» **Problem description**:
From the first line to the last, write out the records exactly, leaving the pictures behind.

Point-per-instance localization data:
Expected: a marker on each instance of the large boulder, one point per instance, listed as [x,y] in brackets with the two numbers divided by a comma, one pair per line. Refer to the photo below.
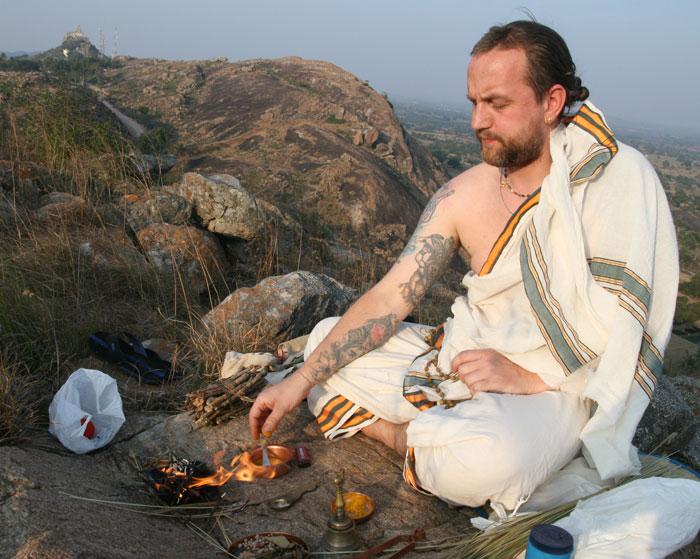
[668,413]
[222,204]
[281,307]
[187,253]
[157,207]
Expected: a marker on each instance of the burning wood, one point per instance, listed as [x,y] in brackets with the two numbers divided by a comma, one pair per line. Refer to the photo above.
[178,481]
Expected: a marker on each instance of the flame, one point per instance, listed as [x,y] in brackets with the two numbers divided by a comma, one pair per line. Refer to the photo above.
[217,479]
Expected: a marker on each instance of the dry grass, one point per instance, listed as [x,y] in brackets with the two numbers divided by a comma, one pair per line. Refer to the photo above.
[53,295]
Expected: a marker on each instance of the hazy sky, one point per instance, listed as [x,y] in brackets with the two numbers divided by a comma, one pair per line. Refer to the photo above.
[638,58]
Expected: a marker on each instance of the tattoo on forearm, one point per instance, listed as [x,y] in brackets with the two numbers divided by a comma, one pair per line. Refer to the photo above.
[432,257]
[357,342]
[430,209]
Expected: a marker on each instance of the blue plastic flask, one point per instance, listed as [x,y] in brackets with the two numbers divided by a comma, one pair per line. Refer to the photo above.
[547,541]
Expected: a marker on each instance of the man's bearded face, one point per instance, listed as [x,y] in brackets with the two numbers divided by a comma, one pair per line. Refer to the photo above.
[516,151]
[507,118]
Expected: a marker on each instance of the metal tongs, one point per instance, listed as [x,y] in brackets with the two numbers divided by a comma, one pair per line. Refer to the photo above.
[418,535]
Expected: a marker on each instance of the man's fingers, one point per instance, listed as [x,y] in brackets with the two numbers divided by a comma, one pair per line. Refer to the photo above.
[258,414]
[466,356]
[272,421]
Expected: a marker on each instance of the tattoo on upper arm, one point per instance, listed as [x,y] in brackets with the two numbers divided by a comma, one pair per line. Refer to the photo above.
[428,213]
[358,341]
[431,207]
[432,257]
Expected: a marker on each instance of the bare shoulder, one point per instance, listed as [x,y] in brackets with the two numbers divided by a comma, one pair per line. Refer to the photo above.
[468,186]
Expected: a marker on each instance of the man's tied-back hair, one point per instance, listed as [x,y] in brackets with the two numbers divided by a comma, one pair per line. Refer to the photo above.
[548,57]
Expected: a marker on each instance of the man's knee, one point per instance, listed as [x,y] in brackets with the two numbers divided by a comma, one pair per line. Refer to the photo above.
[319,332]
[475,471]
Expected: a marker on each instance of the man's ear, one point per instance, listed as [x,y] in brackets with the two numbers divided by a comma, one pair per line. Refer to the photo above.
[555,101]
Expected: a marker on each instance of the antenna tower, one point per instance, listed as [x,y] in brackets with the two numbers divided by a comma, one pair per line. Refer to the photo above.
[114,47]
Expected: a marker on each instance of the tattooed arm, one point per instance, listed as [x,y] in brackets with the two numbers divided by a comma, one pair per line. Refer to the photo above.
[373,319]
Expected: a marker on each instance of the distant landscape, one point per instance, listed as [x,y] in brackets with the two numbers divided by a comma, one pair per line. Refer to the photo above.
[212,206]
[338,173]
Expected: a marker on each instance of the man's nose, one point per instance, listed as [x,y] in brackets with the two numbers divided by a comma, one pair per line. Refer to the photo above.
[479,118]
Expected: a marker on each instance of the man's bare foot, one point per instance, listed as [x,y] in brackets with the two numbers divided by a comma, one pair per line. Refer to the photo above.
[392,435]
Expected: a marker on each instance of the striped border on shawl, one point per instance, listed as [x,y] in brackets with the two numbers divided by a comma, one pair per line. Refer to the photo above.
[562,339]
[634,294]
[339,413]
[649,366]
[597,157]
[592,122]
[508,231]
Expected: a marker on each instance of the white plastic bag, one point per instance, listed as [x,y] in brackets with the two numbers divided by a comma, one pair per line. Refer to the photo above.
[88,401]
[645,519]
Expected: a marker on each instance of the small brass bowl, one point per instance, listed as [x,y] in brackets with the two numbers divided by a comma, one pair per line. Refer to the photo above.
[358,506]
[254,544]
[250,466]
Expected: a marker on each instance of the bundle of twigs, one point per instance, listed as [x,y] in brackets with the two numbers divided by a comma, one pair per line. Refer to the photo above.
[227,398]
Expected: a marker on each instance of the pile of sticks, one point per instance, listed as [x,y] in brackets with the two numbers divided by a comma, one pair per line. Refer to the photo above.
[227,398]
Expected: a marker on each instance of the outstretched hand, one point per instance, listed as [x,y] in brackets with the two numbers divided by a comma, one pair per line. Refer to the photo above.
[486,370]
[276,401]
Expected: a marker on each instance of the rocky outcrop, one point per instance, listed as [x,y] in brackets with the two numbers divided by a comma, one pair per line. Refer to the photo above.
[222,205]
[285,128]
[667,414]
[156,207]
[145,164]
[185,253]
[60,206]
[281,307]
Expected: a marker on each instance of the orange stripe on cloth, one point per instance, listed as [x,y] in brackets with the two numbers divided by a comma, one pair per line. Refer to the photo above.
[336,416]
[409,471]
[358,417]
[326,410]
[507,232]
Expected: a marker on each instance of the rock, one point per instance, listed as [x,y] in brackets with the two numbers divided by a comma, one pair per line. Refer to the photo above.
[281,307]
[158,207]
[667,413]
[222,204]
[679,354]
[115,252]
[691,453]
[383,150]
[690,388]
[8,212]
[371,136]
[61,206]
[145,164]
[191,252]
[369,467]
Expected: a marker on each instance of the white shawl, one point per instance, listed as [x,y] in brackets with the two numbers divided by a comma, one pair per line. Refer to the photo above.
[583,289]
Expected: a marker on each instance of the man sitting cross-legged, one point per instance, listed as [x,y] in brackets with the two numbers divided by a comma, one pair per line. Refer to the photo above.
[559,339]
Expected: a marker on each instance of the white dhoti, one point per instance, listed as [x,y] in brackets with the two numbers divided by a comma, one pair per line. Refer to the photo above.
[493,447]
[579,288]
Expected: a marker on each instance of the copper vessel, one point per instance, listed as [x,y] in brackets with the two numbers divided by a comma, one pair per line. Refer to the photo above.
[248,465]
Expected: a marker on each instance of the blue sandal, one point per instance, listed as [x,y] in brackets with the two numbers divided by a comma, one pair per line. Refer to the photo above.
[128,353]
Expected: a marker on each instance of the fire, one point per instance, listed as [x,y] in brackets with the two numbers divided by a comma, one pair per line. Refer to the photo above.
[180,481]
[217,479]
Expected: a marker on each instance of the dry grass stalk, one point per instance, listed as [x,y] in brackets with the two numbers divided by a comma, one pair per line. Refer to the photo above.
[226,399]
[510,537]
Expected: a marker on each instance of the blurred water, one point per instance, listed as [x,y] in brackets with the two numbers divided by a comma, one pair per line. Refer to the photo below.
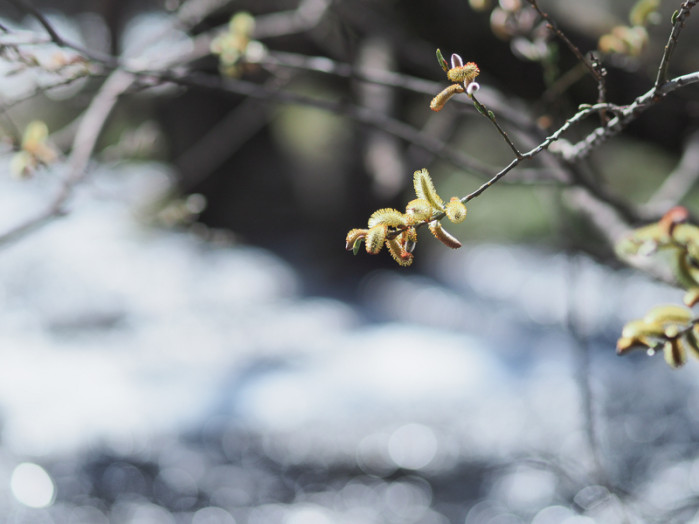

» **Reply**:
Expected: a marker on each instance of the large boulder, one point per instance, listed as [x,y] in brackets with the two numbers divided by a comma, one pair per line. Refer to the photo below.
[668,413]
[222,204]
[281,307]
[187,253]
[157,207]
Expected: a marker on each instance of the burning wood, one point per instance, listed as [x,y] in brackets with the two numbers divided by a comma, one pair per line. Refer to the photo above.
[178,481]
Expected: a marker on each instance of the flame, one point per instance, listed as [x,y] in brackets with the two numbers divided by a comma, one pair per line. Refer to the photo above.
[217,479]
Expected: a marker on each instance of the dry grass, one point per instance, listed as [x,y] in brackets with the two numbers divided by a comma, one pair per line. Refer to the photo above.
[53,295]
Expected: a marker on each instance of the hazy sky, one point per instance, listed as [x,y] in brackets with the two numbers divided by a comma, one pair per line. Refer to the photo above.
[638,58]
Expected: a marker on each instance of the tattoo on forearm, one point per instance, listed as [x,y] in brackets with the two numbers divided by a comma, one pair per line. Refer to the photo above.
[432,257]
[357,342]
[430,209]
Expected: a marker on each instance of the blue plastic flask, one point per instance, listed as [x,y] in brackets with the two numbers divided by a comma, one pair per line. Refer to the photo above.
[547,541]
Expected: a marker on each instance of the man's bearded face, one point per instance, listed as [x,y] in brackets with the two numbers divided by a comma, one pair per line. Refer to the photo above.
[516,151]
[507,118]
Expected: a marker on each instance of the metal tongs, one point per instance, listed as [x,y] in brackets with the two numbers divided by a comma, one pair per line. Refer to the photo above.
[418,535]
Expected: a marker on each instance of the man's fingers, one point per instance, listed as [x,y] in brackets with the two numbers divided by a comma, one pair per line. Refer to the photo above.
[258,414]
[466,356]
[272,421]
Expected: a marker on each instance of the tattoo on upper arm, one point per instance, listed as [x,y] in brackets with the two numbers divided by a comma, one pair per line. Refer to the photo above.
[428,213]
[358,341]
[431,207]
[432,257]
Expected: a marker on each instance of the bare shoulder, one point per instance, listed as [x,y] in brackets with the two numbers divided by a comma, one pair per line. Refer to the photo above.
[468,186]
Expected: a marker on each instance of the man's tied-back hair, one point per instance, listed as [x,y] in brackets with the two numbers divided by a comma, one pair per line. Refer to the photo above.
[548,57]
Expected: a marker on each instance of the man's knee, one point per instance, listed as [x,y] in brackets with the two numbers divided by a comma, one pair per line. Refer to the photo above.
[319,332]
[475,471]
Expected: a marker on each instance of the man's ear, one point per instance, listed as [x,y] in brackets with the two numbers divided by a comma, one pair per line. Refer to the photo above.
[555,101]
Expected: a marker on each instance of the antenna tower, one point per instance, listed as [x,y] in brackets with the two numbers divided by a comma, one pair per line. Refer to the photo above.
[114,47]
Expected: a marker on each instance of the tattooed arm, one point per instance, listed as [x,y] in brackets with the two numbers divided by a comma, one pair per line. Refer to the photo above.
[373,319]
Expected: a marker on each instance of the distant landscape, one point per instance, listed as [x,y] in brackets with the two numbers divided by a comma, one pair per line. Refer to the photo above.
[212,206]
[338,173]
Expected: a marker on each instance of the man's nose, one point per instance, listed as [x,y] in brackets with the two numbers divided by a comma, one pair per line. Refer to the photo above.
[479,118]
Expected: a marker on each instance of the man's bare foot, one point per instance, listed as [x,y] in brackets with the two numbers divided by a comma, one pair per line. Refer to the photo above.
[392,435]
Expected: a marker on each instance of the striped border on shawl, one point per instance, listed as [x,y] in brackets with the two numbers divided by a comma, one pair per line. Refer to the photo above.
[562,339]
[634,294]
[339,413]
[649,366]
[597,157]
[592,122]
[508,231]
Expected: a marker on each instance of the white plastic bag, one point per instance, listed as [x,y] in brackets with the two numbers divided by a comma, one pair per line. Refer to the photo above.
[88,401]
[645,519]
Expected: a marker on each instance of the small brass bowl, one point per instance, listed as [x,y] in brackets with the two numbers divided by a comma, one pair per line. Refer to the photo above.
[358,506]
[254,544]
[250,466]
Expected: a marker on each instance of the bundle of twigs, one point per instance, listed as [x,y] in brackets with the two numbers divided by a comma, one pair per line. Refer to the photo above.
[227,398]
Expected: a marker on each instance of the pile of sticks, one point per instance, listed as [x,y] in brackets with the two numbers divided by a comma, one pair per line. Refer to the photo above.
[227,398]
Expected: a marker on each instance of the outstretched hand, one point per instance, listed as [x,y] in brackets with the two numbers divided by a comma, one pair per line. Refer to the photo above.
[486,370]
[276,401]
Expected: a marker on each instance of the rocky outcrop, one point per instance, listed as [x,y] in brackets with the two numbers divided by a comma, one pair per line. Refer to the photo above.
[222,205]
[285,128]
[667,414]
[156,207]
[145,164]
[185,253]
[60,206]
[281,307]
Expected: a marker on each instance of the orange stripe on cloth, one point per instance, listed as [x,y] in brackets with the two numbers divided by a comma, one pair per line. Refer to the photo above.
[336,416]
[409,471]
[358,417]
[326,410]
[507,232]
Expected: a marker on each instance of the rock, one point per instance, listed as [x,y] in brackets with the two numbers divided by a comma, one pair per line. Refer to the photo above.
[281,307]
[158,207]
[667,413]
[222,204]
[679,354]
[115,252]
[691,453]
[383,150]
[690,388]
[8,212]
[371,136]
[61,206]
[145,164]
[191,252]
[369,467]
Expected: a marker on each instance of the white shawl, one point per instance, listed as [x,y] in brackets with the two numbers divided by a comma, one pair per line. Refer to the photo above.
[583,289]
Expected: a marker on each instance of the man sitting cross-legged, one point per instance, listed as [x,y] in brackets with the two numbers divided by a comma, one pair per line. Refer to the photo above.
[559,339]
Expected: a marker on each instance of the white dhoti, one point per instance, listed as [x,y] in brackets with the two numbers divided by a comma, one pair per line. Refer to the photo above.
[493,447]
[579,288]
Expected: a marker on each instance of the copper vessel, one point per instance, listed as [x,y] in brackets with the two numbers divided by a comma, one pair per line. Refer to the photo above.
[248,465]
Expected: a marker on each instance of the blue sandal, one point per instance, listed as [x,y] in brackets with the two numbers divided by a comma, one pair per line. Refer to the photo above.
[128,353]
Expected: a marker on each instance of the fire, one point per instance, listed as [x,y] in brackets with the two numbers divided by a comma, one pair per line. Refer to the photo above.
[180,481]
[217,479]
Expected: a marker on each instance of the dry grass stalk, one point per instance, listed as [x,y] in brackets with the two numbers divided by a comma, one pair per line. Refer to the photo above.
[226,399]
[510,537]
Expected: a marker on each instance of the blurred water, one point per instance, listed as [x,y] in brackets with the two numbers divided by a comma, one pair per line. Refer to the photo below.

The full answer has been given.